### Activity
Below are some records. Copy every line in them that holds "cluster".
***** Provided data
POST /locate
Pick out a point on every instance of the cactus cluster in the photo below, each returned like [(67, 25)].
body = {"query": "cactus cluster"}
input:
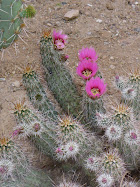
[(12, 13), (15, 169), (71, 141)]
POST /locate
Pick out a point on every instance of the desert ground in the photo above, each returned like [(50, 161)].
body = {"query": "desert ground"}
[(112, 27)]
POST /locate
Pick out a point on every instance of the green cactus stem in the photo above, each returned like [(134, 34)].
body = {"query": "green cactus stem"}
[(12, 13), (37, 95)]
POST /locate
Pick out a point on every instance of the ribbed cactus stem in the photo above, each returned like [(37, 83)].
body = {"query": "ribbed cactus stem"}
[(41, 133), (11, 20), (90, 108), (59, 79)]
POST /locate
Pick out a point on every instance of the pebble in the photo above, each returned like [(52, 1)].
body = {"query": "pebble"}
[(71, 14), (16, 84), (99, 21), (2, 79)]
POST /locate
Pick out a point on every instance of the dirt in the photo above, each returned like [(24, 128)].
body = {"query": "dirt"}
[(115, 38)]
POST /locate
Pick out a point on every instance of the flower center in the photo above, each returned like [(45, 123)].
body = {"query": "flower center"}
[(130, 91), (58, 150), (91, 160), (71, 148), (104, 180), (95, 91), (87, 72), (110, 158), (133, 136), (3, 169), (113, 130), (37, 127)]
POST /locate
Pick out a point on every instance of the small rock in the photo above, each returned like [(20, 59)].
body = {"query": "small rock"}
[(2, 79), (99, 21), (16, 84), (71, 14), (109, 6)]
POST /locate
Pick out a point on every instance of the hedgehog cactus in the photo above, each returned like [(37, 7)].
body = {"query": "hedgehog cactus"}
[(11, 20), (120, 131), (59, 79), (37, 94), (33, 126), (131, 91), (15, 169)]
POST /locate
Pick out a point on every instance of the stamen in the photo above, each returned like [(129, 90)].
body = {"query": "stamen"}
[(87, 72), (95, 91)]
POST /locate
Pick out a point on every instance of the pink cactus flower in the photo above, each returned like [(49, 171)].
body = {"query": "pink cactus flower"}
[(66, 57), (59, 39), (95, 87), (17, 132), (88, 53), (86, 70)]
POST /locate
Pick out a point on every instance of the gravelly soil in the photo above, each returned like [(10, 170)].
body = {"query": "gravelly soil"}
[(116, 40)]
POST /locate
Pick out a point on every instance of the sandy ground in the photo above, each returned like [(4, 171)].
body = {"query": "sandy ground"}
[(116, 40)]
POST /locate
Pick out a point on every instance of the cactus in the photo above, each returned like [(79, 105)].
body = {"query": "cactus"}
[(120, 131), (130, 91), (33, 126), (15, 168), (59, 79), (11, 20), (37, 95)]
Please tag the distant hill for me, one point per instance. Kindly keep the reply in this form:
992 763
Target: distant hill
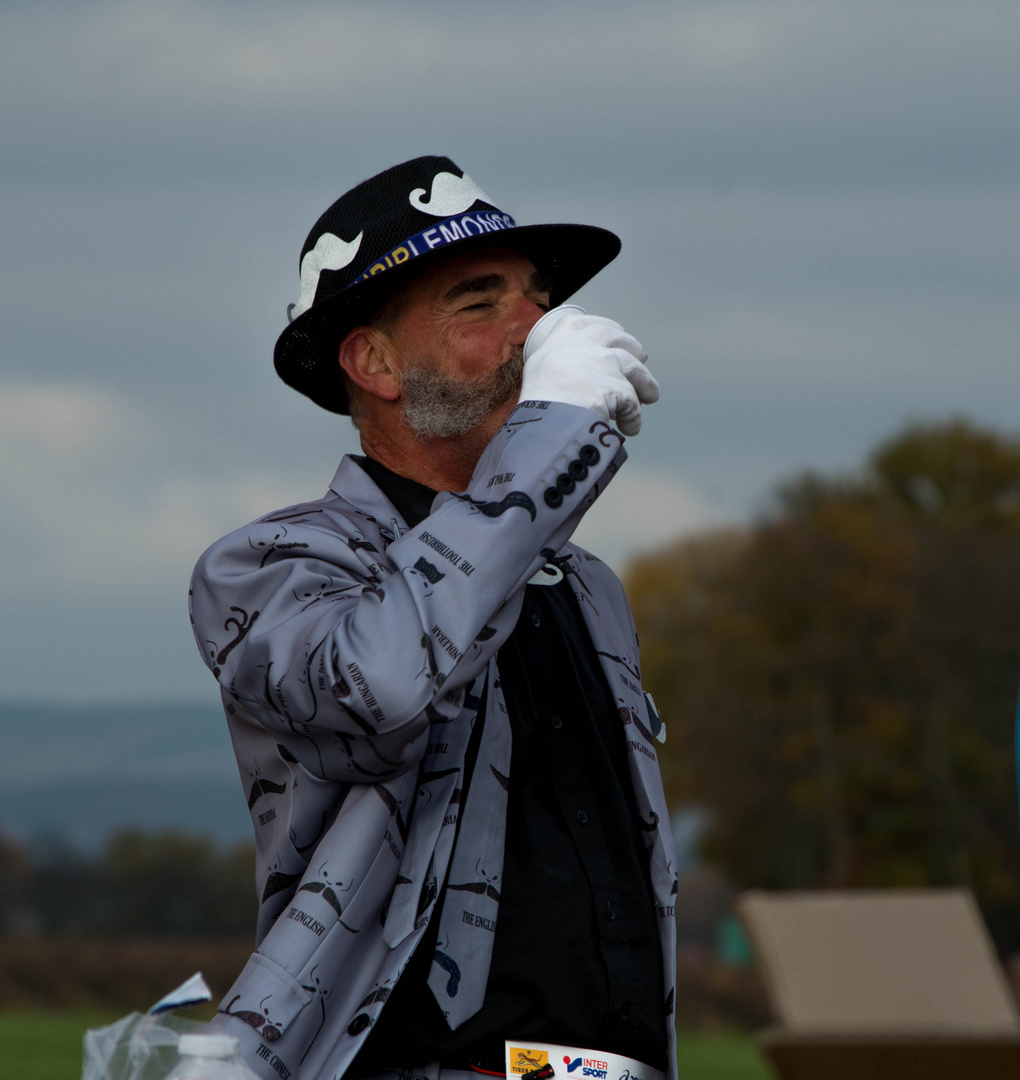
79 772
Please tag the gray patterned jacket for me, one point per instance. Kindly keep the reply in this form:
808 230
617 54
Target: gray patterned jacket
352 652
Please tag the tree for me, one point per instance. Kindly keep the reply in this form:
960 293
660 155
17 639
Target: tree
839 680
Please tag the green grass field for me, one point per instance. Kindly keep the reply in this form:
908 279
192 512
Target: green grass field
47 1045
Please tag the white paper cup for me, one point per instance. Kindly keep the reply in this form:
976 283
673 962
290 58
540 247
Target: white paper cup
542 328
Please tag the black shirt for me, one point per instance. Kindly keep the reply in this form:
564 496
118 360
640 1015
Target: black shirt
576 958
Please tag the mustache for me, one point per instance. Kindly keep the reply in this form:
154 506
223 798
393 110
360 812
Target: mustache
440 406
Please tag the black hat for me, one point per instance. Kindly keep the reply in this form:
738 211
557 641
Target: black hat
386 231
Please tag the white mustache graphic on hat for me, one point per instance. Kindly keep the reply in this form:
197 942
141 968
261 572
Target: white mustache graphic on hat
451 194
330 253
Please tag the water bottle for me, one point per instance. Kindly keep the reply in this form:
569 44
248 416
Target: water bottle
209 1057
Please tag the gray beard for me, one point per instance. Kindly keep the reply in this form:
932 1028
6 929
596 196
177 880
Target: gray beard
439 406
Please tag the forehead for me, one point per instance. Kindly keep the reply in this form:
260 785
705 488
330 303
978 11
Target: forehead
480 262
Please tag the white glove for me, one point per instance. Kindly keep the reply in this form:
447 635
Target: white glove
586 360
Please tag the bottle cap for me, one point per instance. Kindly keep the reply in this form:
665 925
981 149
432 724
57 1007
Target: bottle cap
207 1045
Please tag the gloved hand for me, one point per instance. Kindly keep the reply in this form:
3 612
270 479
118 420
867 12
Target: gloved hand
586 360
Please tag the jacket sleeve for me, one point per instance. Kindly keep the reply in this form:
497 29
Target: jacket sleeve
352 652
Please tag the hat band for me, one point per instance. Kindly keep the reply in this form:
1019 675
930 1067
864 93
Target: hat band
448 231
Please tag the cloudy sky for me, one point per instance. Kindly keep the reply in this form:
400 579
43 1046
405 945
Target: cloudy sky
821 239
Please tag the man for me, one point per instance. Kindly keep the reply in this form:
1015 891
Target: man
464 851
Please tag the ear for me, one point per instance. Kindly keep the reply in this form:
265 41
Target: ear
367 358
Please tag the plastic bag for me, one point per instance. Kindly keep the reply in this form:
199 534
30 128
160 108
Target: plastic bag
144 1047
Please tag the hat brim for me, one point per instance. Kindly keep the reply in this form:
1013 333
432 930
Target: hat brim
306 352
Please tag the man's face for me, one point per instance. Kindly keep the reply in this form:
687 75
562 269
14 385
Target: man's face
459 338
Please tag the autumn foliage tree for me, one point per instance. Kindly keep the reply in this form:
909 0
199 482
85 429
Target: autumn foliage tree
840 679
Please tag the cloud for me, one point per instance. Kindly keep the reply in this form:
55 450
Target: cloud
640 510
90 509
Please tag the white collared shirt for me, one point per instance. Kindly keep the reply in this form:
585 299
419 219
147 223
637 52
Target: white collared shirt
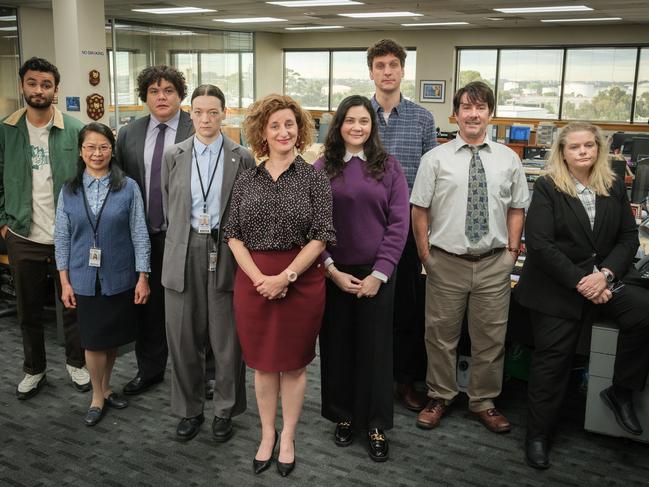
441 186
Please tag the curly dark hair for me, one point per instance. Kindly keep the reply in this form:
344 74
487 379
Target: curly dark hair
116 179
42 65
257 117
154 74
383 48
375 153
476 91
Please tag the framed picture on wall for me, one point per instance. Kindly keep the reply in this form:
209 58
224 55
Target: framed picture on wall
433 91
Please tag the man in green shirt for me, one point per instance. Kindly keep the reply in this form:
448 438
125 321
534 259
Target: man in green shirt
38 153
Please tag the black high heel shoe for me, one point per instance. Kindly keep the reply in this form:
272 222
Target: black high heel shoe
285 469
259 466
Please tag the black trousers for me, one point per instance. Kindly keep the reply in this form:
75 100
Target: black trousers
356 355
151 342
409 303
31 264
555 342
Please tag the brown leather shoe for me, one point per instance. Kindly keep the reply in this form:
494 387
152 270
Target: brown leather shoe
410 398
429 417
493 420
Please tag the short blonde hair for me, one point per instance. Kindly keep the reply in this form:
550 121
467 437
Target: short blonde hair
601 175
259 112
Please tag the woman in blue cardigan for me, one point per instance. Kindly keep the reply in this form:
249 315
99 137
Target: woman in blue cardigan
102 254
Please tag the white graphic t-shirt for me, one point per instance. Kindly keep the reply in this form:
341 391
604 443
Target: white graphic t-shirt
42 229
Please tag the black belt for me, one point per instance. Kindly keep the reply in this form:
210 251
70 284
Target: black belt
472 257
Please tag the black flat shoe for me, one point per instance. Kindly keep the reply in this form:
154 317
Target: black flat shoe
378 445
93 416
285 469
259 466
536 453
343 435
188 427
623 410
115 401
138 384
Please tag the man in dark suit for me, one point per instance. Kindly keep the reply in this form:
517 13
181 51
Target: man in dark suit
139 150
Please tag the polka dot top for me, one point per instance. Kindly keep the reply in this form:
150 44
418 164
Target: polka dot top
282 214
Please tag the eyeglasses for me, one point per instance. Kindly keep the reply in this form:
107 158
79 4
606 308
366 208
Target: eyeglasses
92 148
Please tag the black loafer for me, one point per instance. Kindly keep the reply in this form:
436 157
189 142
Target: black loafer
222 429
115 401
378 445
188 427
93 416
259 466
536 453
343 435
139 384
623 410
285 469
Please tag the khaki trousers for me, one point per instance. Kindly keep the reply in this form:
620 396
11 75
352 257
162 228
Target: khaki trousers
481 288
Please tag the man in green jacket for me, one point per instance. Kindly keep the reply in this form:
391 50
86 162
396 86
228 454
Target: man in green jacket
38 153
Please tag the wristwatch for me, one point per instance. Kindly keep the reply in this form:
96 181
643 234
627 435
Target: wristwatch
291 275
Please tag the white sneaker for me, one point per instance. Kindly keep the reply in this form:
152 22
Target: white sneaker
80 378
30 385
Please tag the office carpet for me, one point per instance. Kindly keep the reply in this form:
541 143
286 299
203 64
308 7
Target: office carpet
44 442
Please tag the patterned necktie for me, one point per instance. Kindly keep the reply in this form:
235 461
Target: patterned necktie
477 205
156 217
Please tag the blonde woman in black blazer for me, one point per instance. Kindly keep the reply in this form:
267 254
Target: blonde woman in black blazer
581 239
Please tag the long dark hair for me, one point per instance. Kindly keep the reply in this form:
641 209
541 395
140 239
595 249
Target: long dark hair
334 152
116 179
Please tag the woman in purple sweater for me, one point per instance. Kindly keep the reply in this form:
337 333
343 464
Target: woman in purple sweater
370 213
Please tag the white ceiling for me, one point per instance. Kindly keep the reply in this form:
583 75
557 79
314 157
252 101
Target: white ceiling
472 11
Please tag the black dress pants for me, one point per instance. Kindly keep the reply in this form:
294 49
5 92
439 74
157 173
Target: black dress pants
555 342
409 303
31 264
151 342
356 355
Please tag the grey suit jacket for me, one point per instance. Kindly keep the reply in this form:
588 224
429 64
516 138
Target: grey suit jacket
176 199
129 149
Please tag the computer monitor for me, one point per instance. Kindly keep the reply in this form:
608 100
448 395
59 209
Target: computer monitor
640 150
519 134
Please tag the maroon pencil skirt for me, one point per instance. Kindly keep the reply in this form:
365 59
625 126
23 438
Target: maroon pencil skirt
279 334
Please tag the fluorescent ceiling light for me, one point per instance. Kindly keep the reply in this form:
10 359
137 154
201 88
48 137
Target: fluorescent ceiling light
426 24
316 27
250 20
592 19
377 15
173 10
316 3
535 10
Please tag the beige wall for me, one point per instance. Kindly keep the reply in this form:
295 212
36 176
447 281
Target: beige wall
435 49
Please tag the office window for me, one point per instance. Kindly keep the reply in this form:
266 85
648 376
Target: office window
562 83
529 83
10 97
641 114
599 84
225 59
320 80
477 65
306 78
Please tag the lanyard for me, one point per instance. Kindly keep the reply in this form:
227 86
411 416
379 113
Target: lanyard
200 178
94 226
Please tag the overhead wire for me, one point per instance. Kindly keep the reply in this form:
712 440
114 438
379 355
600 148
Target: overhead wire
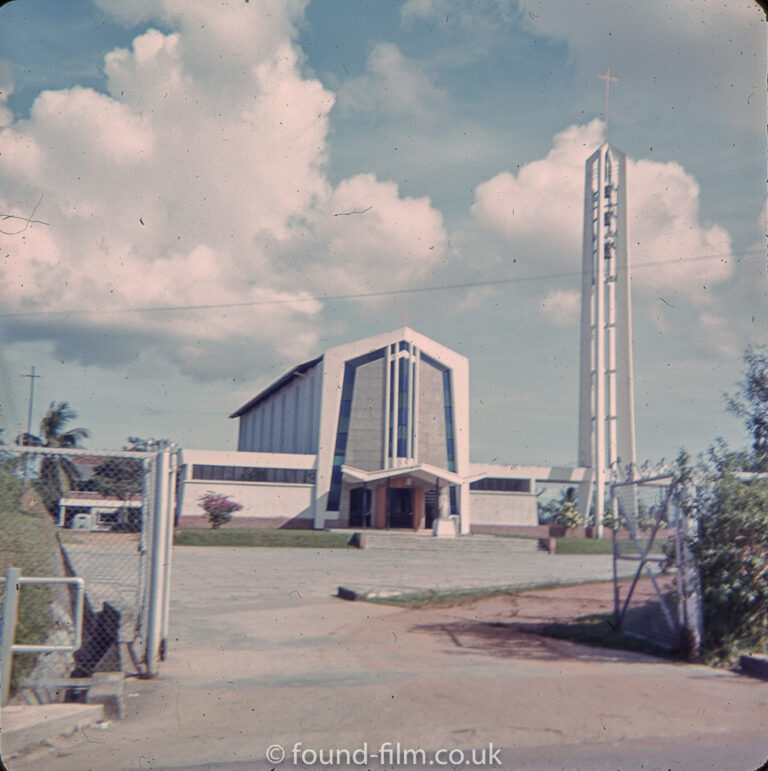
359 295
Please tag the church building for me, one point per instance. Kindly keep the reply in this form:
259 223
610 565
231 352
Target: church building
371 434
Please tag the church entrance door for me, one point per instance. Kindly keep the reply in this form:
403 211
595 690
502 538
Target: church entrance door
401 507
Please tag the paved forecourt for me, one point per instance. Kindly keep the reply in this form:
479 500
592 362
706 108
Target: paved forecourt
262 653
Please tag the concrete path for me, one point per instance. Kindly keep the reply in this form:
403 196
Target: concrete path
262 654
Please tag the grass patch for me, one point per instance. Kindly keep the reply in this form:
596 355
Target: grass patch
599 630
301 539
600 546
460 596
28 542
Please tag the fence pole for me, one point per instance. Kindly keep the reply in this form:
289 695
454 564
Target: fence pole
8 630
157 562
168 520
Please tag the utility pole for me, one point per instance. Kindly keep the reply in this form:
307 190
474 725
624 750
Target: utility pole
32 377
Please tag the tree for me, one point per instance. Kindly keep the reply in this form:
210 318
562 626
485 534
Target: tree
750 403
58 473
730 547
218 508
726 495
563 511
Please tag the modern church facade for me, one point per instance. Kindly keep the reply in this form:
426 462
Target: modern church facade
373 433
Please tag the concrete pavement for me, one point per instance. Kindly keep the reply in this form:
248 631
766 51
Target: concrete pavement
261 653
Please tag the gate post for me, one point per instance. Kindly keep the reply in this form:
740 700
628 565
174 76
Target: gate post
158 562
8 630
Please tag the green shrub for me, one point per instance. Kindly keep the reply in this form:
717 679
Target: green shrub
731 549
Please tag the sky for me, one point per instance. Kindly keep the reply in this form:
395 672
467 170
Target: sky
195 196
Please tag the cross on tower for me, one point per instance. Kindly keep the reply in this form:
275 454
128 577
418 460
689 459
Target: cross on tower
608 78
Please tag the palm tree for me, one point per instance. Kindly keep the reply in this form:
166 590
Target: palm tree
58 473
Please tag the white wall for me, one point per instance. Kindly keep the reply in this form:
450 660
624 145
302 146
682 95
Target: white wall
500 508
259 499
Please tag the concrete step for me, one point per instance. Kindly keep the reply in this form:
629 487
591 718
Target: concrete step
26 725
405 540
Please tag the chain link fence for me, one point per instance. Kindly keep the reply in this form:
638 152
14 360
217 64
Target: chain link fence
90 515
670 617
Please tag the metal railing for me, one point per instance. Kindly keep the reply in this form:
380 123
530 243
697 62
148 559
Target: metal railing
13 582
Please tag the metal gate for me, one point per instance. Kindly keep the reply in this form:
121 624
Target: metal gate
106 519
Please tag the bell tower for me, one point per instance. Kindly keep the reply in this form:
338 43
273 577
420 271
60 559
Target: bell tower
606 393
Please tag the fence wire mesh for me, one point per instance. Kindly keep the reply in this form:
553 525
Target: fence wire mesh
85 514
666 609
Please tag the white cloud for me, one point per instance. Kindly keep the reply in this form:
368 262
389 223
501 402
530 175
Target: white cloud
6 89
198 179
392 85
539 213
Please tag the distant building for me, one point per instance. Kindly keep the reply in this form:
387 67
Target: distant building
373 433
85 510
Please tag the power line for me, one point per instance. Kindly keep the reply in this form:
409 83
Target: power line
357 295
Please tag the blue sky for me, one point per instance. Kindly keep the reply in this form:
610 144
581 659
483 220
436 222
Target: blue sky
194 153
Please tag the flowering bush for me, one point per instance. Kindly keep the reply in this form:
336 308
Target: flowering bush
218 508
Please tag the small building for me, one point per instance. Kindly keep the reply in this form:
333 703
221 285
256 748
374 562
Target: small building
85 510
373 433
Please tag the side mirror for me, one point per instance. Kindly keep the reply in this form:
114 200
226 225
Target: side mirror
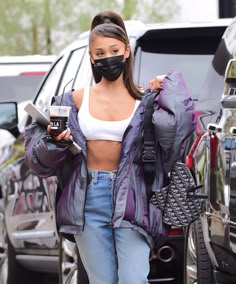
230 78
9 117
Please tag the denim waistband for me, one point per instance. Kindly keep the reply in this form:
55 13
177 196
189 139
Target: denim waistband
102 175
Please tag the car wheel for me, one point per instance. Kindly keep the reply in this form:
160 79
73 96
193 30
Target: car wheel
198 267
16 273
3 251
71 269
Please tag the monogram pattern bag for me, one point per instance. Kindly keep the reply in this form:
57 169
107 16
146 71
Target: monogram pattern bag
180 201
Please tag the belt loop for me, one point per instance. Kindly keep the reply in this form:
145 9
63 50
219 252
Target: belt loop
95 176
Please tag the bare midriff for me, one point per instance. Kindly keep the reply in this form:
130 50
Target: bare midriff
103 155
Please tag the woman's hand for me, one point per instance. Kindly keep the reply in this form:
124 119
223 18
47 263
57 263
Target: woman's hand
65 135
156 83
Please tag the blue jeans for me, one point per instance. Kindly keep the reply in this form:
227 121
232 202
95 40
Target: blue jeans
110 256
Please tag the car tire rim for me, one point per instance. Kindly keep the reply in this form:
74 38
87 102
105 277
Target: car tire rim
191 260
3 252
68 262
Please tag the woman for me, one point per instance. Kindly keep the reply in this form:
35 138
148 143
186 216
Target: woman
104 203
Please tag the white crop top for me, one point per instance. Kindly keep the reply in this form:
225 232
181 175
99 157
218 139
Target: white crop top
96 129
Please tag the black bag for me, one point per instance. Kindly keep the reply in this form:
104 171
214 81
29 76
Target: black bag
180 201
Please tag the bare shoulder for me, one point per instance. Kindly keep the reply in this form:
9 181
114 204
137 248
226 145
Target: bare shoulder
78 97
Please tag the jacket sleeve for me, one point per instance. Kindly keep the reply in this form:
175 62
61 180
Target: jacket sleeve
174 120
42 155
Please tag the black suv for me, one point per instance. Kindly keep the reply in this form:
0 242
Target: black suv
211 241
29 239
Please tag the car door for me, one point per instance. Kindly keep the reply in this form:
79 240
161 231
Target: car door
30 210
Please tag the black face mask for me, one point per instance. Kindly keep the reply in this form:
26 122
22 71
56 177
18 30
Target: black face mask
110 67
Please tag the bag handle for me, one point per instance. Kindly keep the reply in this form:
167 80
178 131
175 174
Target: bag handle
149 145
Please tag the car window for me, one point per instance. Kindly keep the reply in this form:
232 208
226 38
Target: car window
72 69
187 50
20 88
154 64
84 76
50 86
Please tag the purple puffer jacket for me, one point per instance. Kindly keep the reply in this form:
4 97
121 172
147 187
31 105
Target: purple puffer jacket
174 123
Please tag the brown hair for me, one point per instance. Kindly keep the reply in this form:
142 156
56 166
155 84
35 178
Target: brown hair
108 17
114 31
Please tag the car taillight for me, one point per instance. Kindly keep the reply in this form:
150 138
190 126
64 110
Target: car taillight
32 73
176 232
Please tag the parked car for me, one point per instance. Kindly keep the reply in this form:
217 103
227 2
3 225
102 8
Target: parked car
30 239
210 254
20 77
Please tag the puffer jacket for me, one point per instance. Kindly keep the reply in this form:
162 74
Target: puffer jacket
173 121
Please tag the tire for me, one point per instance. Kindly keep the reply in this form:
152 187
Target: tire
71 269
197 264
16 272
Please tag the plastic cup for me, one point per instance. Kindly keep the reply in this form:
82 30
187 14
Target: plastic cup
59 118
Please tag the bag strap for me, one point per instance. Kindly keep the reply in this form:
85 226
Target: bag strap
149 145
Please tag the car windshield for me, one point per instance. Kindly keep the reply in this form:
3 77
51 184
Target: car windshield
19 88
**********
### Finished exercise
Pick out a point on every instance of the cactus cluster in the photo below, each returned like [(67, 25)].
body = {"query": "cactus cluster"}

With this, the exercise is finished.